Exercise:
Without any change, set down every record below.

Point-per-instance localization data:
• • • • •

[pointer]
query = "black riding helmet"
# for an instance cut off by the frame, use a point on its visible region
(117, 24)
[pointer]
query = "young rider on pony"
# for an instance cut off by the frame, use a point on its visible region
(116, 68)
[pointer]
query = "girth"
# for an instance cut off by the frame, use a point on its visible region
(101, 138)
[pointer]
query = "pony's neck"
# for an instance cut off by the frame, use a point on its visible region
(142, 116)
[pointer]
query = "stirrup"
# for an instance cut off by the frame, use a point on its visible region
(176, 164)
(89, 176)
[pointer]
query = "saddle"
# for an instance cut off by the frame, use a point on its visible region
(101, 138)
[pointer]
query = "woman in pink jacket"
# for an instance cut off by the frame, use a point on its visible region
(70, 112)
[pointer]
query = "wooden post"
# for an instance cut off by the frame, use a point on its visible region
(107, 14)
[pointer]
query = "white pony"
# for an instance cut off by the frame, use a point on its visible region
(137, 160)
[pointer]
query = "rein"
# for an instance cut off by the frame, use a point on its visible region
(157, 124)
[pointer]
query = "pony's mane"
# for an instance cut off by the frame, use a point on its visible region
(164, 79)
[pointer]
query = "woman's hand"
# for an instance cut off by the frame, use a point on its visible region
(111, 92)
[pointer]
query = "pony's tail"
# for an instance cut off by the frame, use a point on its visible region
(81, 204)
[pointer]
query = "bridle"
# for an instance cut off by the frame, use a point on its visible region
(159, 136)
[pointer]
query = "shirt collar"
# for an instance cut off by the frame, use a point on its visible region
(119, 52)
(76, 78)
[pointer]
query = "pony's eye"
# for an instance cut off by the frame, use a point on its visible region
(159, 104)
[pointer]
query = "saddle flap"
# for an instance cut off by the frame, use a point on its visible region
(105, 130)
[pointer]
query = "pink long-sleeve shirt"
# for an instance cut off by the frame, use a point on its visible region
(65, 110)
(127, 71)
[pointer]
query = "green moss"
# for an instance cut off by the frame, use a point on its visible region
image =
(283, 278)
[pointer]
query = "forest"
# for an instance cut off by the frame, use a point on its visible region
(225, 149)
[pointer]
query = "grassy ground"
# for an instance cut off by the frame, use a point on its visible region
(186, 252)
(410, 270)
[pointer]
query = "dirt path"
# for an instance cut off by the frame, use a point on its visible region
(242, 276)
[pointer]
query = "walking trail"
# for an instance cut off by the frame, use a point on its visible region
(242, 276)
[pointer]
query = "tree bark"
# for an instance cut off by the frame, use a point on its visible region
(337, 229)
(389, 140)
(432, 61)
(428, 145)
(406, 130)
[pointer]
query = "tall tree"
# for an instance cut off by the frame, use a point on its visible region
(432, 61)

• • • • •

Expected answer:
[pointer]
query = "black riding helmet"
# for an instance cut off by the frame, use a point on its visible region
(117, 24)
[pointer]
query = "young rider on pony"
# for an instance cut off by the frame, use a point on its visible region
(116, 68)
[pointer]
query = "girth"
# for an instance cut off by the frame, use a point on its visible region
(101, 138)
[pointer]
query = "pony's neck"
# for an instance cut off by the frame, use a point on its visible region
(142, 116)
[pointer]
query = "stirrup"
# for an instance cut off by the frame, use a point on its visible region
(176, 164)
(89, 176)
[pointer]
query = "saddle"
# for an instance cut off by the frame, use a point on its visible region
(101, 138)
[pointer]
query = "woman in pink jacket"
# for an instance cut off by the frame, use a point on its visible region
(70, 112)
[pointer]
query = "wooden post"
# for an instance cut off by the frame, use a point on its visible region
(107, 14)
[pointer]
query = "white pony"
# for an instance cut off by the frame, use a point on its visible region
(137, 160)
[pointer]
query = "rein"
# for an instance cut off by the frame, use a point on its visible region
(157, 124)
[pointer]
query = "pony's mane"
# for an instance cut off by the frame, use a point on its visible region
(164, 79)
[pointer]
query = "woman's hand"
# for an instance cut off by the frame, use a point on its visible region
(111, 92)
[pointer]
query = "pony's tail"
# for an instance cut off by the frame, use a point on its visible region
(81, 204)
[pointer]
query = "bridle"
# for an instance cut off by the frame, use a point on its visible region
(159, 136)
[pointer]
query = "shirt collar"
# for an instance cut off by the frame, use a point on its visible region
(119, 52)
(76, 78)
[pointer]
query = "pony's eye"
# for an instance cut off by the frame, use a point on its visible region
(159, 104)
[pointer]
query = "saddle flap"
# for an instance cut off by the frame, use a point on its visible region
(105, 130)
[pointer]
query = "pink long-sleeve shirt"
# for an instance cut off by the frame, use a point on its visible region
(65, 110)
(127, 71)
[pointer]
query = "green moss"
# for an instance cut off by the frame, use a point on its visible region
image =
(283, 278)
[pointer]
query = "forest"
# for an instance cut off by the frame, use a point on its visible region
(225, 149)
[pointer]
query = "grassy ground"
# for an instance cut off by the frame, use a point on its visible region
(186, 252)
(410, 270)
[pointer]
query = "dirt path"
# for an instance cut off by the frame, use a point on its visible region
(242, 276)
[pointer]
query = "walking trail"
# for an instance cut off by the frame, use a point on its visible region
(242, 276)
[pointer]
query = "tree bark"
# for an instance cut off by the frame, use a point on its visible region
(337, 229)
(389, 140)
(432, 61)
(428, 145)
(406, 130)
[pointer]
query = "tall tree"
# for an instance cut off by the frame, use a point on its visible region
(432, 61)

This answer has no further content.